> **Problema 1**:
Segundo o texto sobre a Lava Jato, quem assinou o artigo publicado na Folha de S.Paulo em 3 de julho de 2016?
> **Problema 2**:
Digite novamente, sem alterações, o trecho do texto sobre a Lava Jato que vai de "O próprio Moro, em" até "longo de séculos.".

> **Texto do exercício**:
****

Investido, como juiz, do poder de aplicar a lei e nada mais
do que isso, Moro tornou-se a figura do juiz rebelde, do juiz símbolo da
subversão da letra fria da lei, do herói combatente das injustiças que, no seu
entender, cismam em permanecer incrustadas como parasitas nos textos legais. As
regras que estabelecem onde um caso deve ser julgado – se em Curitiba ou em
Brasília, por exemplo – foram jogadas para debaixo do tapete. A capital do
Paraná se tornou o lugar do juízo universal do combate à corrupção, com prisões
sendo decretadas aos borbotões como antecipação de pena, com o objetivo de
forçar delações premiadas. Em um dos primeiros habeas corpus que
chegaram ao Tribunal Regional Federal da 4ª Região, em Porto Alegre,
questionando a legalidade de dez prisões decretadas por Moro, um procurador da
República, Manoel Pastana, deixou escapar que a prisão estava sendo usada para
extrair confissões.
O próprio Moro, em artigo publicado em 2004 no qual faz uma
análise da Operação Mãos Limpas, ocorrida na Itália, antecipava alguns métodos
que seriam empregados dez anos mais tarde pela Lava Jato. Ele diz, por exemplo,
que o combate à corrupção passava necessariamente por um exercício de
deslegitimação do sistema vigente – o que se traduziu na deslegitimação de
todos aqueles que não aceitassem se dobrar aos métodos da sua futura
investigação. Aludia ainda aos “juízes de ataque” – pretori
d’assalto, como se diz na Itália –, prontos a usar a caneta para
espalhar seu senso de justiça à população. Era como Trussótzki, o bufão do
romance O Eterno Marido, de Dostoiévski, que creditava as grandes
ideias da humanidade a sentimentos profundos, e não ao conhecimento adquirido
ao longo de séculos.
Moro era a própria encarnação do juiz de ataque. E ai do
desembargador ou do ministro que ousasse questionar esses métodos. Eram logo
apontados como defensores da corrupção, amantes da impunidade, arautos dos
poderosos. Teriam que enfrentar a fúria da opinião pública, mobilizada
rapidamente feito tanques Panzer, pilotados por integrantes da força-tarefa da
Lava Jato. O direito virou refém do arbítrio dos justos.
A estratégia de deslegitimar o direito e os sistemas
jurídico e político tornou-se, a certa altura, tão militante, que alguns
procuradores passaram a atacar ministros do STF mesmo em casos em que não
atuavam. Em 3 de julho de 2016, Carlos Fernando dos Santos Lima e Diogo Castor
de Mattos, dois dos principais integrantes da força-tarefa da Lava Jato em
Curitiba, assinaram um artigo no jornal Folha de S.Paulo atacando
o Supremo por causa de um habeas corpus concedido a um réu que
respondia a processo em São Paulo.

****

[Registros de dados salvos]
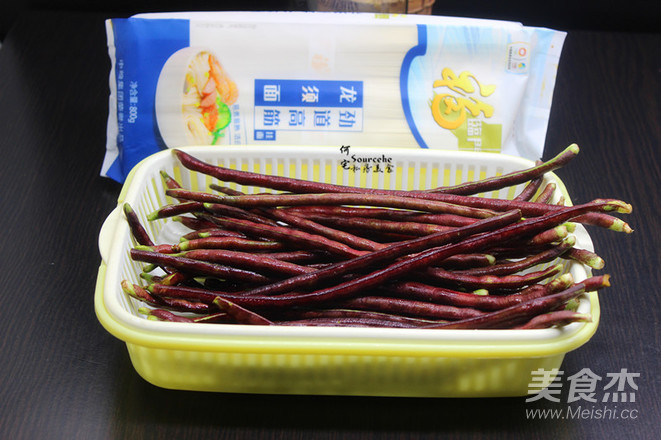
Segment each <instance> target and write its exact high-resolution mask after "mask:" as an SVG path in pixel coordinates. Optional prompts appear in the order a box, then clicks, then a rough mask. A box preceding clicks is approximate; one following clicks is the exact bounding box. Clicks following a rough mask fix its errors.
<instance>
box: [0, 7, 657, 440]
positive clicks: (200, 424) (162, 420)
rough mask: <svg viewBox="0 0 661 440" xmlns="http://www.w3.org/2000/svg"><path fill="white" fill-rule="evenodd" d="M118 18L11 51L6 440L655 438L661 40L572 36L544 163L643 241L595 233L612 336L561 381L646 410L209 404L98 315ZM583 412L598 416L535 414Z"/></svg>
mask: <svg viewBox="0 0 661 440" xmlns="http://www.w3.org/2000/svg"><path fill="white" fill-rule="evenodd" d="M104 18H105V17H103V16H99V15H85V14H74V13H70V14H56V15H50V14H40V13H35V14H31V15H27V14H26V15H23V16H22V17H21V18H20V19H19V20H18V22H17V23H16V24H15V26H14V28H13V30H12V31H11V32H10V33H9V35H8V37H7V39H6V40H5V42H4V44H3V46H2V49H0V155H1V157H2V161H1V162H0V188H2V193H1V194H2V195H1V200H2V209H1V210H0V226H1V229H0V231H1V233H0V262H1V266H0V267H1V268H2V269H1V271H0V335H1V336H0V347H1V349H0V383H1V385H0V438H11V439H51V438H52V439H74V438H75V439H77V438H81V439H126V438H177V439H183V438H195V439H200V438H207V437H209V438H211V437H213V438H255V439H259V438H264V439H266V438H281V439H285V438H286V439H290V438H306V439H308V438H310V439H331V438H333V439H335V438H355V439H373V438H388V439H389V438H392V439H395V438H398V439H399V438H412V439H416V438H435V437H440V436H444V437H447V438H483V437H487V438H488V437H495V438H527V439H531V438H554V439H555V438H582V439H583V438H585V439H600V438H605V437H606V436H608V437H612V438H632V439H634V438H635V439H647V438H650V439H651V438H658V427H659V426H660V425H661V410H660V407H659V406H660V405H659V399H658V397H657V396H658V394H659V392H660V391H661V388H660V386H659V373H658V367H659V365H660V364H661V362H660V361H661V359H660V358H661V356H660V355H659V354H660V345H661V341H660V337H659V335H660V334H661V331H660V328H659V327H660V321H661V312H660V311H659V310H660V308H661V301H660V300H659V286H661V276H660V273H661V270H659V249H660V248H661V242H660V240H659V237H660V236H661V234H659V227H660V226H661V224H660V223H659V218H660V217H661V212H660V210H659V206H660V204H659V193H658V183H659V182H660V181H661V169H660V162H659V160H658V153H659V151H660V149H661V122H660V121H661V99H660V98H659V97H660V96H661V56H660V55H661V52H660V50H659V47H661V34H630V33H609V32H580V31H574V32H570V33H569V35H568V37H567V40H566V43H565V48H564V51H563V55H562V58H561V63H560V68H559V71H558V77H557V84H556V91H555V98H554V104H553V109H552V114H551V120H550V124H549V131H548V136H547V140H546V146H545V158H548V157H550V156H552V155H554V154H556V153H557V152H559V151H560V150H561V149H563V148H564V147H566V146H567V145H568V144H570V143H573V142H576V143H578V144H579V145H580V146H581V147H582V150H581V155H580V156H579V158H577V159H576V160H575V161H574V162H572V163H571V164H570V165H569V166H568V167H566V168H565V169H563V170H561V171H560V172H559V175H560V177H561V178H562V179H563V180H564V181H565V183H566V184H567V186H568V188H569V190H570V192H571V194H572V197H573V199H574V201H575V202H581V201H588V200H591V199H593V198H595V197H613V198H620V199H623V200H626V201H628V202H630V203H632V204H633V206H634V212H633V213H632V214H631V215H630V216H628V217H627V220H628V221H629V223H630V224H631V225H632V226H633V227H634V229H635V232H634V233H633V234H630V235H624V234H622V235H617V236H615V235H614V234H615V233H613V232H610V231H603V230H591V235H592V239H593V241H594V243H595V247H596V249H597V251H598V253H599V254H600V255H602V256H603V257H604V258H605V260H606V261H607V266H606V269H605V270H604V272H607V273H610V274H611V275H612V277H613V278H612V281H613V286H612V287H611V288H610V289H608V290H607V291H606V292H604V293H603V294H602V295H601V296H600V298H601V299H600V302H601V308H602V316H601V322H600V325H599V328H598V330H597V333H596V334H595V335H594V336H593V337H592V339H591V340H590V341H589V342H588V343H587V344H586V345H584V346H582V347H580V348H579V349H577V350H575V351H572V352H570V353H568V354H567V356H566V357H565V361H564V363H563V366H562V368H563V370H564V371H565V372H566V375H571V374H575V373H578V372H579V371H581V370H582V369H585V368H587V369H589V370H590V371H592V372H593V373H595V374H598V375H599V376H602V377H604V378H606V377H607V375H609V374H617V373H620V372H622V371H623V369H626V371H627V372H629V373H635V374H639V376H637V377H635V378H634V384H635V385H636V386H637V389H633V388H632V387H631V385H627V387H628V389H627V391H629V392H630V393H631V394H634V395H635V402H631V401H629V402H619V403H617V404H616V403H612V402H610V403H607V404H603V403H601V402H597V403H590V402H588V401H582V402H581V401H579V402H573V403H570V402H568V401H567V400H568V399H567V398H566V391H564V390H563V392H564V393H565V398H564V399H565V400H564V402H560V403H555V402H550V401H548V400H547V401H541V402H536V403H534V404H533V403H526V402H525V399H524V398H492V399H416V398H373V397H338V396H335V397H325V396H276V395H266V396H265V395H243V394H221V393H200V392H186V391H172V390H166V389H161V388H157V387H155V386H153V385H151V384H149V383H147V382H146V381H144V380H143V379H142V378H140V377H139V376H138V375H137V374H136V372H135V370H134V369H133V367H132V365H131V362H130V360H129V357H128V354H127V350H126V346H125V345H124V343H122V342H121V341H119V340H117V339H115V338H114V337H113V336H111V335H110V334H109V333H108V332H106V331H105V330H104V329H103V328H102V327H101V325H100V324H99V322H98V321H97V319H96V316H95V314H94V307H93V296H94V286H95V278H96V273H97V268H98V265H99V263H100V256H99V253H98V249H97V244H96V243H97V238H98V234H99V230H100V227H101V224H102V222H103V220H104V219H105V217H106V216H107V215H108V214H109V213H110V211H111V210H112V209H113V208H114V207H115V205H116V198H117V196H118V194H119V190H120V185H119V184H117V183H115V182H113V181H110V180H108V179H105V178H102V177H99V170H100V166H101V162H102V159H103V155H104V148H105V140H106V118H107V107H108V105H107V100H108V72H109V60H108V57H107V52H106V41H105V33H104V27H103V19H104ZM602 394H603V393H602ZM579 405H582V407H583V409H588V410H589V413H585V416H581V417H570V418H565V419H564V420H554V419H552V418H550V417H547V418H543V417H536V418H530V417H528V416H527V415H526V410H528V409H530V408H539V409H545V408H546V409H561V410H566V409H567V408H568V407H569V408H574V409H575V408H576V407H577V406H579ZM605 405H606V406H605ZM600 410H603V411H602V412H599V411H600Z"/></svg>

****

> **Solução 1**:
Carlos Fernando dos Santos Lima e Diogo Castor de Mattos.

> **Solução 2**:
O próprio Moro, em artigo publicado em 2004 no qual faz uma
análise da Operação Mãos Limpas, ocorrida na Itália, antecipava alguns métodos
que seriam empregados dez anos mais tarde pela Lava Jato. Ele diz, por exemplo,
que o combate à corrupção passava necessariamente por um exercício de
deslegitimação do sistema vigente – o que se traduziu na deslegitimação de
todos aqueles que não aceitassem se dobrar aos métodos da sua futura
investigação. Aludia ainda aos “juízes de ataque” – pretori
d’assalto, como se diz na Itália –, prontos a usar a caneta para
espalhar seu senso de justiça à população. Era como Trussótzki, o bufão do
romance O Eterno Marido, de Dostoiévski, que creditava as grandes
ideias da humanidade a sentimentos profundos, e não ao conhecimento adquirido
ao longo de séculos.